**What is being asked**
Restate word for word the lines of the entries below, starting with the line that holds "For the photo above, indicate every instance of the floating" and ending with the line that holds "For the photo above, indicate every instance of the gravel", and no others.

**Provided entries**
==============================

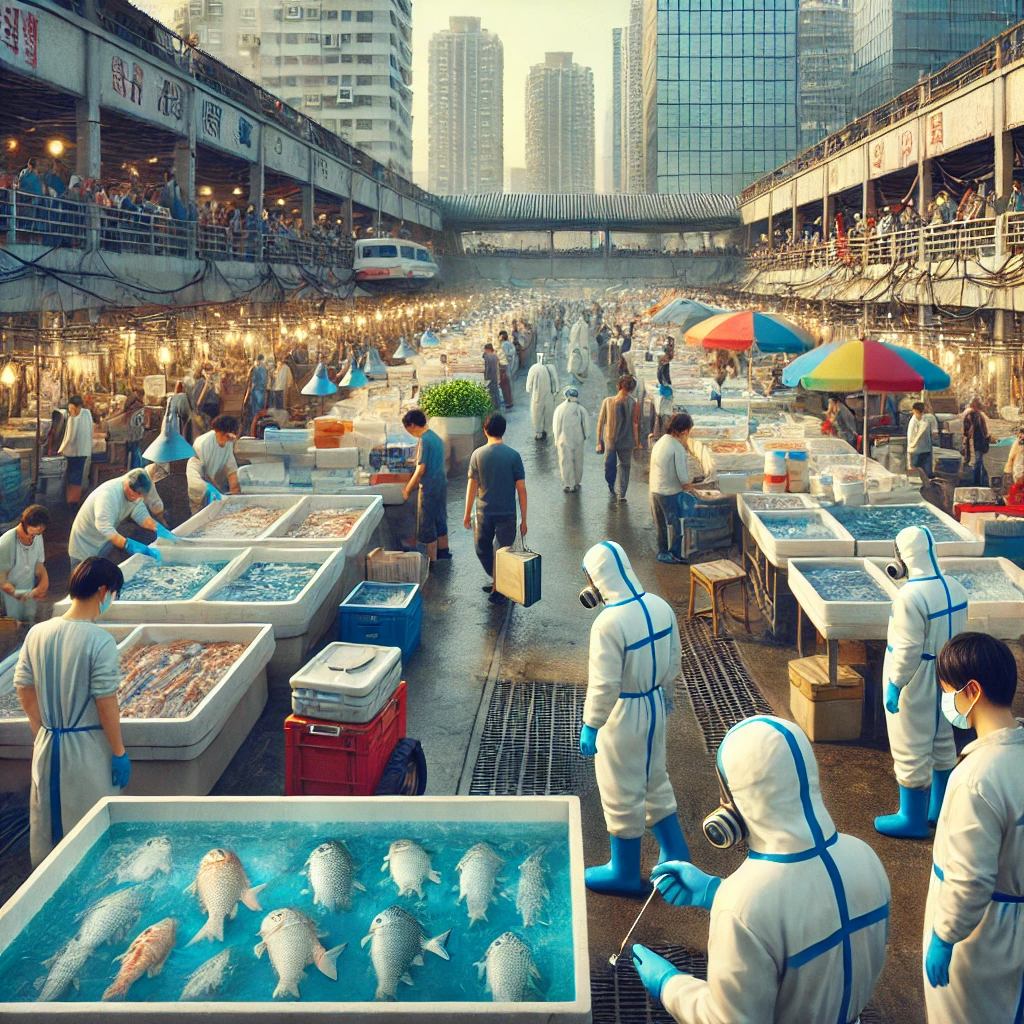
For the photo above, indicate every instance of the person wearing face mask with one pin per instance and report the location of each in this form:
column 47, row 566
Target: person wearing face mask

==============================

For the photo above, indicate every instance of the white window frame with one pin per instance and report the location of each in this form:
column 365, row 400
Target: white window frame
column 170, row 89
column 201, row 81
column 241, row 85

==============================

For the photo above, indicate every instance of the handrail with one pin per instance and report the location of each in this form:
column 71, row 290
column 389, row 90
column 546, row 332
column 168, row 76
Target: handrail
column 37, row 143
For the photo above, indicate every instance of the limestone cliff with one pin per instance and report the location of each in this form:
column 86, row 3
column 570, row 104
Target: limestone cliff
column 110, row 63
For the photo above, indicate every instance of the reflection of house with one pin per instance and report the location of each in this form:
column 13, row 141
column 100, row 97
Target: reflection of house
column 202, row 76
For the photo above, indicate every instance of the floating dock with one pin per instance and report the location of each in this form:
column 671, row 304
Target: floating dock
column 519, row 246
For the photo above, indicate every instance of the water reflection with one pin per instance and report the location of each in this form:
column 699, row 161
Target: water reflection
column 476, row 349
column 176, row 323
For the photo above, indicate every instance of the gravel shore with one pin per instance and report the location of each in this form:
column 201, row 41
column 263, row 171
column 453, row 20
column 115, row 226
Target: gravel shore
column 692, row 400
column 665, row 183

==============================

**Output for this exercise**
For the photo above, indicate every instance of the floating dock with one pin per instance and report the location of each in this form:
column 671, row 304
Target: floating dock
column 519, row 246
For the photo above, indicate every instance of the water reflection with one pin per instance and report the location of each in this form:
column 699, row 161
Target: water reflection
column 476, row 349
column 176, row 323
For the photo above, indicate every instance of the gravel shore with one pin per instance and report the location of each in this form:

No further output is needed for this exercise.